> **DOKUMEN SUMBER**:
§ §
Tema pemmbicaraan (maudu’)
1. Dari perspektif masa turun, mereka mendefinisikan kedua terminologi di atas sebagai berikut :
اَلْمَكِيُ : مَا
نَزَلَ قَبْلَ اْلهِجْرَةِ وَاِنْ كَانَ بِغَيْرِ مَكَةَ.
وَ المدَنِيُ :
مَا نَزَلَ بَعْدَ الِهجْرَةِ وَاِنْ كَانَ بِغَيْرِ مَدِيْنَةَ.
فَمَا نَزَلَ
بَعْدَ الهِجْرَةِ وَلَوْ بِمَكَةَ أَوْ عَرَفَةَ مَدَنِيُ.
Artinya :
“Makkiyyah ialah ayat-ayat yang turun sebelum
rasulullah hijrah ke madinah, kendatipun bukan turun di mekah, sedangkan
madaniyyah adalah ayat-ayat yang turun sesudah rasulullah hijrah ke madinah, kendatipun
bukan turun di madinah. Ayat-ayat yang turun setelah peristiwa hijrah disebut
madaniyyah walaupun turun di mekah atau di arafah.”
§ §
> **DATA YANG DITAMPILKAN**:
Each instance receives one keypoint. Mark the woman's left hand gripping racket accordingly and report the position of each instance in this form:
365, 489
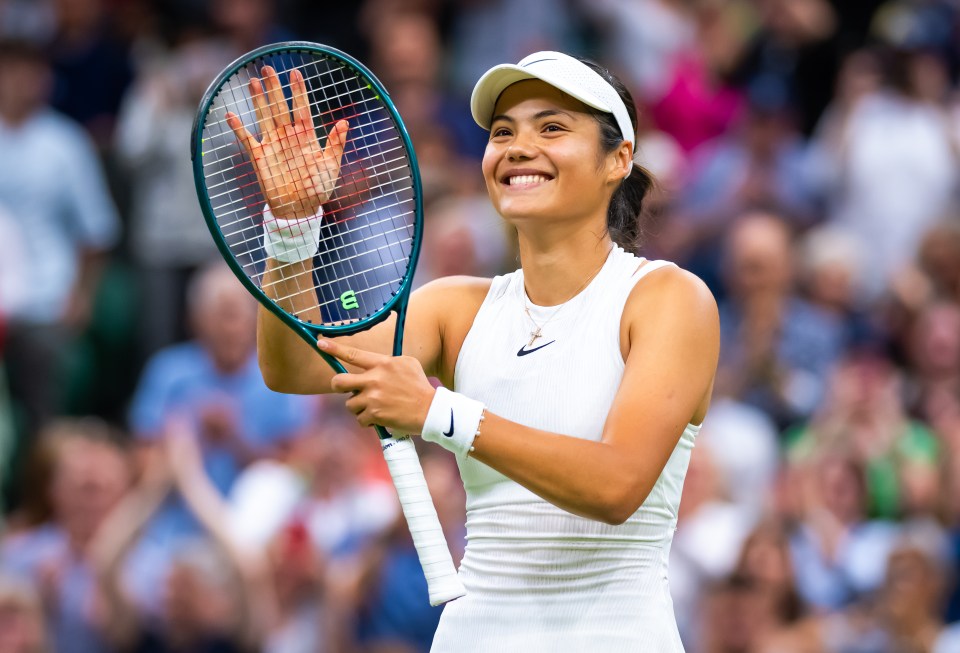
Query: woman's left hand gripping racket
333, 272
§ §
> **LATIHAN TERTULIS 1**:
Jawablah pertanyaan berikut berdasarkan teks tentang Makkiyyah dan Madaniyyah.
(a) Dari perspektif apa kedua terminologi itu didefinisikan?
(b) Menurut terjemahannya, apa yang dimaksud dengan Makkiyyah?
(c) Ayat yang turun setelah peristiwa hijrah tetapi turun di Mekah atau di Arafah disebut apa?
> **LATIHAN TERTULIS 2**: Tuliskan kembali dengan persis bagian teks tentang Makkiyyah dan Madaniyyah mulai dari "1. Dari perspektif" sampai "كَانَ بِغَيْرِ مَكَةَ.".
Kerjakan hanya dengan berpedoman pada teks.

> **JAWABAN LENGKAP 1**:
(a) Dari perspektif masa turun.
(b) Ayat-ayat yang turun sebelum Rasulullah hijrah ke Madinah, kendatipun bukan turun di Mekah.
(c) Madaniyyah.

> **JAWABAN LENGKAP 2**:
1. Dari perspektif masa turun, mereka mendefinisikan kedua terminologi di atas sebagai berikut :
اَلْمَكِيُ : مَا
نَزَلَ قَبْلَ اْلهِجْرَةِ وَاِنْ كَانَ بِغَيْرِ مَكَةَ.